_Problems:_
1) In the rude cashier thread below, rewrite the paragraph beginning "Participating in those surveys" as a short bulleted list that keeps its main facts.
2) Answer these questions from the rude cashier thread below, giving each answer on its own line with the matching letter.
(a) What did niro250 order at McDonald's?
(b) What line does Pacotaco recommend saying next time?
(c) According to leftnips, where can a phone number or internet address for surveys sometimes be found?
3) Decide whether each statement agrees with the rude cashier thread below. Answer yes or no, and quote the words from the thread that settle it.
(a) millenniumman75 says they would have taken the matter to the manager.
(b) lostfromreality731 says they like their own job a great deal.
(c) The cashier niro250 describes smiled and greeted customers.

# Rude cashier



## niro250

Why is there so much rude cashier that work. One time I went to this McDonald. This lady asked me what I wanted to order "I told them could I have two junior chicken" " she said "it will be ......" I was trying to get my wallet from my pocket and she said "excuse I don't have all day" I was like WTF I was only going for my wallet its not like I wasn't looking for it all day. After my order she told me move over in a rude manner. She didnt smile, or greet her customers. It's like she hated this job. I wonder how people like her get hired. If she could get hired, Even a handicap would get hired. Feel so anxious around cashiers. I feeling avoiding them. Any suggestions to deal with these feelings


----------



## leftnips

Sometimes, on your receipt, you will find a phone number or an internet address for completing surveys or leaving comments. 

Participating in those surveys help me. I used to work in retail and trust me, those surveys have a huge impact on a store's business and even the bonus and raises the store is permitted to give. 

If they are treating you this way, they are most likely treating many others the same way. This way their behavior gets recorded and the store, or employee, can be discipled for their poor behavior.


----------



## mybelovedaldra

I don't know how these rude people can keep their jobs yet they fire some one that's a cashier for being shy i don't get this at all .


----------



## millenniumman75

niro250 said:


> Why is there so much rude cashier that work. One time I went to this McDonald. This lady asked me what I wanted to order "I told them could I have two junior chicken" " she said "it will be ......" I was trying to get my wallet from my pocket and she said "excuse I don't have all day" I was like WTF I was only going for my wallet its not like I wasn't looking for it all day. After my order she told me move over in a rude manner. She didnt smile, or greet her customers. It's like she hated this job. I wonder how people like her get hired. If she could get hired, Even a handicap would get hired. Feel so anxious around cashiers. I feeling avoiding them. Any suggestions to deal with these feelings


I would have complained to the manager. That kind of rudeness is not acceptable.


----------



## Pacotaco

Next time, respond with, "May I speak with your manager?" And watch the attitude change. (Unless they just want to get fired.)


----------



## lostfromreality731

niro250 said:


> Why is there so much rude cashier that work. One time I went to this McDonald. This lady asked me what I wanted to order "I told them could I have two junior chicken" " she said "it will be ......" I was trying to get my wallet from my pocket and she said "excuse I don't have all day" I was like WTF I was only going for my wallet its not like I wasn't looking for it all day. After my order she told me move over in a rude manner. She didnt smile, or greet her customers. It's like she hated this job. I wonder how people like her get hired. If she could get hired, Even a handicap would get hired. Feel so anxious around cashiers. I feeling avoiding them. Any suggestions to deal with these feelings


I get people who cant be bothered but even they just give the standard of the job (say please, thank you) even if its a grunt I dont mind. But snapping about not having all day is just going to far. Even I wouldnt do that to a customer although I dont like my job much

you should have told her to STFU :no


----------



## trivialmind

exactly! there are also a lot of jobs where I see people don't do anything, they walk all day in their areas, moving chairs but these guys are bored as hell.

_Source data:_
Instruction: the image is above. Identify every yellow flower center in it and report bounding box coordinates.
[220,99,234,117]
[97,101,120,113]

_Final results:_
1)
- Taking part in the surveys helps the poster.
- The poster used to work in retail.
- The surveys strongly affect a store's business.
- They also affect the bonuses and raises the store is allowed to give.

2)
(a) Two junior chicken.
(b) "May I speak with your manager?"
(c) On your receipt.

3)
(a) Yes: "I would have complained to the manager."
(b) No: "although I dont like my job much"
(c) No: "She didnt smile, or greet her customers."